> Written request:
Copy out the data below word for word, omitting the pictures.

> Data for this exercise:
__________________________________________________

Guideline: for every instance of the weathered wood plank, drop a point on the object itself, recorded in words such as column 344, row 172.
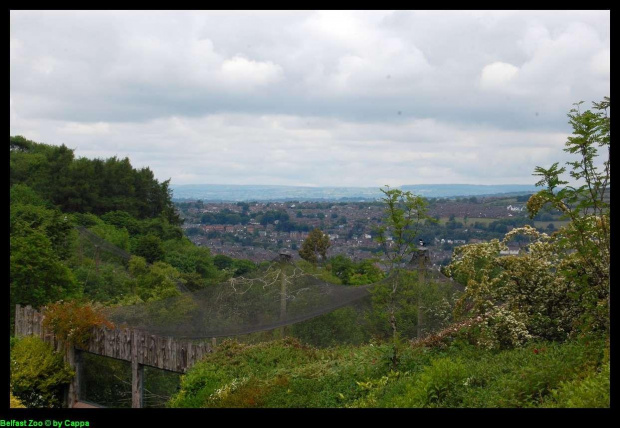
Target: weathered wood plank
column 124, row 344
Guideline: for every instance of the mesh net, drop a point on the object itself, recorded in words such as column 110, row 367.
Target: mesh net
column 284, row 293
column 276, row 296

__________________________________________________

> Result below:
Guideline: for every instance of the weathered wood plank, drop a point on the object itself, recorded in words such as column 344, row 172.
Target: weathered wood plank
column 124, row 344
Guideline: for every instance of the mesh net, drop a point on the object itself, recorded in words such as column 110, row 367.
Target: mesh net
column 284, row 293
column 276, row 296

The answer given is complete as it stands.